Segment Start: Provided information

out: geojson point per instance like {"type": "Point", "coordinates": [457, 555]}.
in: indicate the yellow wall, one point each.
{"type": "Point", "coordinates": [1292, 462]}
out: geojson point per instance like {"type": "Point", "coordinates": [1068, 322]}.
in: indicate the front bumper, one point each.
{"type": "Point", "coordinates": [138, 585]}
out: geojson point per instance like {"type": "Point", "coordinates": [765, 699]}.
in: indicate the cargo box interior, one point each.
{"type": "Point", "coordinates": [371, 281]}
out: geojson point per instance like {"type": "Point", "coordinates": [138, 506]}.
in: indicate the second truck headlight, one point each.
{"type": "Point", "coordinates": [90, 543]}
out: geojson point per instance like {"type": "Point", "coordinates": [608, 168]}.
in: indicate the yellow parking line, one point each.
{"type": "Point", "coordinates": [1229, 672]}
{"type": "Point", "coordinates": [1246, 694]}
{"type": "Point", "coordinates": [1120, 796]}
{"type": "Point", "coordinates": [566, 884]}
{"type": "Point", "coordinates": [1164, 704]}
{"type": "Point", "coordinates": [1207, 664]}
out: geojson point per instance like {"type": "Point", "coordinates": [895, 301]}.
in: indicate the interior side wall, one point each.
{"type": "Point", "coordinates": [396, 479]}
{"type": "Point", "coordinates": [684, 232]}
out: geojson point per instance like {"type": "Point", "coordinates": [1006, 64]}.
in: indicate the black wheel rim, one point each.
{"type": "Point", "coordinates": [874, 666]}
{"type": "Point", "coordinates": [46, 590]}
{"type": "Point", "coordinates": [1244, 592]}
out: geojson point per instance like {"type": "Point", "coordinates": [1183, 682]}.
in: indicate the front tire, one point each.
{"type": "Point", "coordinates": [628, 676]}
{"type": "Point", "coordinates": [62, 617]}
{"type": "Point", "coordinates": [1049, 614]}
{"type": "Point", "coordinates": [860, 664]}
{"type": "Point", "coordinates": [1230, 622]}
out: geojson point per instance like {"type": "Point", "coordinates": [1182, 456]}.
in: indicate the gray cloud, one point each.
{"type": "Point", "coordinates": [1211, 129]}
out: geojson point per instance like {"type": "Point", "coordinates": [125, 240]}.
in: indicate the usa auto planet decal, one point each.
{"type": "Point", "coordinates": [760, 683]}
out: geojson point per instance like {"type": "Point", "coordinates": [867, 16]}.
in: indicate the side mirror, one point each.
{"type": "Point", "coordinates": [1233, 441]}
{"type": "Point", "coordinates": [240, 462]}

Segment End: Provided information

* [Directions for this task]:
The answer must be the lines from the one containing "in: indicate the cargo" through the last line of the records, written out exactly; please include nothing more.

* [Written answer]:
in: indicate the cargo box interior, one point each.
{"type": "Point", "coordinates": [371, 281]}
out: geojson point per instance like {"type": "Point", "coordinates": [138, 506]}.
in: indicate the second truck headlight, one point each.
{"type": "Point", "coordinates": [90, 543]}
out: geojson point per instance like {"type": "Point", "coordinates": [608, 168]}.
in: indicate the yellow parking line, one point each.
{"type": "Point", "coordinates": [1229, 672]}
{"type": "Point", "coordinates": [1246, 694]}
{"type": "Point", "coordinates": [1120, 796]}
{"type": "Point", "coordinates": [566, 884]}
{"type": "Point", "coordinates": [1164, 704]}
{"type": "Point", "coordinates": [1207, 664]}
out: geojson point per instance like {"type": "Point", "coordinates": [895, 301]}.
in: indicate the interior side wall, one point each.
{"type": "Point", "coordinates": [396, 479]}
{"type": "Point", "coordinates": [684, 232]}
out: geojson point per instance like {"type": "Point", "coordinates": [1006, 64]}.
in: indicate the black wheel rim, one point each.
{"type": "Point", "coordinates": [874, 666]}
{"type": "Point", "coordinates": [46, 590]}
{"type": "Point", "coordinates": [1244, 592]}
out: geojson point per instance like {"type": "Point", "coordinates": [1183, 682]}.
in: indicate the front tire, one point each.
{"type": "Point", "coordinates": [628, 676]}
{"type": "Point", "coordinates": [62, 617]}
{"type": "Point", "coordinates": [1049, 614]}
{"type": "Point", "coordinates": [860, 664]}
{"type": "Point", "coordinates": [1230, 622]}
out: geojson point per instance like {"type": "Point", "coordinates": [1182, 456]}.
in: indicate the gray cloud, one point each.
{"type": "Point", "coordinates": [1211, 129]}
out: geojson point per instance like {"type": "Point", "coordinates": [125, 240]}.
in: indicate the usa auto planet decal, one point each.
{"type": "Point", "coordinates": [760, 683]}
out: geojson point per instance like {"type": "Point", "coordinates": [867, 16]}.
in: indicate the side mirror, one point each.
{"type": "Point", "coordinates": [1233, 441]}
{"type": "Point", "coordinates": [240, 462]}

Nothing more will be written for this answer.